(Beginning of Data for this exercise)

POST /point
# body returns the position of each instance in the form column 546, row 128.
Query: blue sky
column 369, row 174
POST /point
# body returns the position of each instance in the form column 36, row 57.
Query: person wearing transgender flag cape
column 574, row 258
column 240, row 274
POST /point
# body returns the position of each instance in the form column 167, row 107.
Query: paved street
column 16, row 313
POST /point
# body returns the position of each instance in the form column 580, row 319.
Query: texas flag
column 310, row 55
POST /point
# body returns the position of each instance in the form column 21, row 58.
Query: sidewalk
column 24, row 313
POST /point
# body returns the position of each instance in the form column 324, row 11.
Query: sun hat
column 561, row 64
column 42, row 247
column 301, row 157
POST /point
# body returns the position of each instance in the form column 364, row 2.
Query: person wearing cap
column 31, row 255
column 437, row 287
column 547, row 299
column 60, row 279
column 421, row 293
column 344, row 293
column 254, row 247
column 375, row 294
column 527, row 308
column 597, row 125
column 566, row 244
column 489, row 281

(End of Data for this exercise)
(Beginning of Data for this exercise)

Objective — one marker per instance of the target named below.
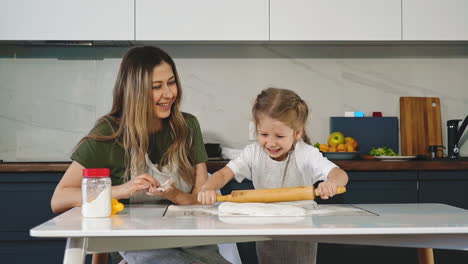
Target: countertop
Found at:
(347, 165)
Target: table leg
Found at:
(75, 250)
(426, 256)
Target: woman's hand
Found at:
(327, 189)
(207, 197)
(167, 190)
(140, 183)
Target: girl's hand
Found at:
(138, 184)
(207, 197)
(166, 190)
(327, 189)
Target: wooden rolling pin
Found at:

(End of Data for this exercise)

• To do: Checking each line above, count the ones that hold the word "hand" and state the total alone.

• Output of the exercise: 2